- YOUR ASSIGNMENT: Below are records to be repeated in full. Give them exactly.

- SUPPLIED INFORMATION:
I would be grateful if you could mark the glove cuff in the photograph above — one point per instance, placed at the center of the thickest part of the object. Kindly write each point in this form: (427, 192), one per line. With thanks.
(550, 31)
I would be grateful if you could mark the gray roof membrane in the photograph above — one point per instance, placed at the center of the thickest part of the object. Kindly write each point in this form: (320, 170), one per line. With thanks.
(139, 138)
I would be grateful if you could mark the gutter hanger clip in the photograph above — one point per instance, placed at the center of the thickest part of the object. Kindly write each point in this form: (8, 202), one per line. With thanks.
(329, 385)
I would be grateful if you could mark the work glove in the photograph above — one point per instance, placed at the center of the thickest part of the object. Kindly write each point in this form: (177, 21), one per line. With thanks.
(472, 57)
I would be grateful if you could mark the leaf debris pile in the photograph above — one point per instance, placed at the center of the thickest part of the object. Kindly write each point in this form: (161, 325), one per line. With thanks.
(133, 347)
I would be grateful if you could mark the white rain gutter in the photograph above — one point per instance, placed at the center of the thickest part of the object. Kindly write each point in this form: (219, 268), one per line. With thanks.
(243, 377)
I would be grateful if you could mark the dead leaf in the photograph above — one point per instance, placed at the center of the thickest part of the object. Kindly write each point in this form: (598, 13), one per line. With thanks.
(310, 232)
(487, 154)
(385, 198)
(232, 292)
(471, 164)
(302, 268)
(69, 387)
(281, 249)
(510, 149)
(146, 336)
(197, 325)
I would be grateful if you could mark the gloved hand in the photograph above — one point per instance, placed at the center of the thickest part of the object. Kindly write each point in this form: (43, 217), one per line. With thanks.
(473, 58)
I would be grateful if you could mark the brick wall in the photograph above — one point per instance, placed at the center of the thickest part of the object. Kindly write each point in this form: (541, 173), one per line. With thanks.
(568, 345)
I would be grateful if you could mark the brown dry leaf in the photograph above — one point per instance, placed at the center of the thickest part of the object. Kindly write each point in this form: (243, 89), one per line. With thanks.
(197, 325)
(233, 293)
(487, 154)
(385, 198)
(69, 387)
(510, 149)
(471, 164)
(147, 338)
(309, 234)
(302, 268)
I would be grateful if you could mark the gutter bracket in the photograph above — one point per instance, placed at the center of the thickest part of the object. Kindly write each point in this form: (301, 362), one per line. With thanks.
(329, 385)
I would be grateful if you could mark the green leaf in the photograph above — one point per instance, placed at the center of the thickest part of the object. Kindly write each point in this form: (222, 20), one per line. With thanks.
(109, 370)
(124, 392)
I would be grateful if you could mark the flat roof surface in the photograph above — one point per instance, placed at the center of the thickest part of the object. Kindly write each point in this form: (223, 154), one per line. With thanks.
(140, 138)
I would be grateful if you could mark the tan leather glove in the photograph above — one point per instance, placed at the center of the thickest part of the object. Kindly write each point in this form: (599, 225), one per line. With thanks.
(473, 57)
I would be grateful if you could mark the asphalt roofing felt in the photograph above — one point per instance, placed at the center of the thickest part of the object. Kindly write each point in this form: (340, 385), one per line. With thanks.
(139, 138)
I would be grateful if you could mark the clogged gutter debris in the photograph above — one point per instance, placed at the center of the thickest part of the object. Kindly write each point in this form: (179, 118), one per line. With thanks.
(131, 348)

- ANSWER BOX:
I would be grateful if you could mark the glove cuff in the photograph above — one point per instance, placed at the center of the thickest part of the object. Kindly write each point in this form: (427, 192), one per line. With thanks.
(550, 31)
I would be grateful if you could mark the gray roof membrane in the photograph above — one point per instance, placed at the center of the thickest part of the object. Kindly write each point in this form: (320, 170), one per line. With thanks.
(139, 138)
I would be grateful if you could mark the gutter hanger clip in the photograph above — one point per instance, placed at the center of the thickest part of the object. Kindly write each point in this form: (8, 202), one per line. With thanks.
(329, 385)
I would be grateful if you could mark the work glove in the photograph above — one point per instance, placed at the center of the thickest part of the object. Kindly write each point in this form: (177, 21), one per line. With thanks.
(472, 57)
I would be grateful if you could mark the leaf debris pile in the photograph above — one point per instance, placed at the center of the thickest part of the object. Kindly write each point in this form: (161, 325), one per line. With thanks.
(133, 347)
I would be grateful if you could mark the white rain gutter in the photograph above — one point per instance, placed at the center of the thickest part of the object. Kindly write each point in this form: (219, 268), one per line. With thanks.
(243, 377)
I would be grateful if you could mark the dead leaf in the photograph above — one point per instance, placed at the center of the thickest part of the object. Kindly write each point in this form: (598, 13), one per line. With thanks.
(310, 232)
(487, 154)
(385, 198)
(232, 292)
(471, 164)
(302, 268)
(69, 387)
(281, 249)
(510, 149)
(146, 336)
(197, 325)
I would be grateful if you could mark the gloved hand in the photograph above — one point per instance, placed at the center of the thickest part of the object. Kindly write each point in this form: (43, 217), one per line. With thanks.
(473, 58)
I would be grateful if you could mark the brick wall in the photograph above — one point per instance, placed at the center of the thickest part of the object. Kindly write each point in this form: (541, 173), one per line. With thanks.
(568, 345)
I would be grateful if you could mark the brown dry leaf in the photograph above — one point per instance, placed at the center of the thickest part of the object. Kindly write each point in this form: (243, 89), one per line. With thanks.
(197, 325)
(233, 293)
(487, 154)
(385, 198)
(69, 387)
(510, 149)
(471, 164)
(147, 338)
(309, 234)
(302, 268)
I would be grateful if you could mark the gutter bracket in the photograph above — one point per instance, placed at the center of the thickest part of the object. Kindly write each point in this form: (301, 362), one per line. With thanks.
(329, 385)
I would be grateful if you could mark the green leaf in the photograph above — one point per instance, placed at the center of the thickest part of the object. Kindly write each point in this form: (222, 20), one per line. With thanks.
(109, 370)
(124, 392)
I would be grateful if you could mark the flat roof surface in the photograph above — one point per instance, placed at the center of the thickest part of the object. Kindly write each point in this form: (223, 154), one per line. With thanks.
(140, 138)
I would be grateful if you could mark the tan leather glove in the photograph above — one point per instance, placed at the center of the thickest part of the object. Kindly write each point in this form: (599, 225), one per line. With thanks.
(473, 57)
I would be grateful if you could mark the asphalt roofing felt in the photograph above — one point per instance, placed at the center of the thickest part of the object. Kindly write each point in this form: (340, 385), one per line. With thanks.
(139, 138)
I would be grateful if you could mark the clogged gutter debris in the photograph above — one point per instance, placed at the center of the thickest part of the object. Kindly write each point in this form: (179, 118), one per line. With thanks.
(131, 348)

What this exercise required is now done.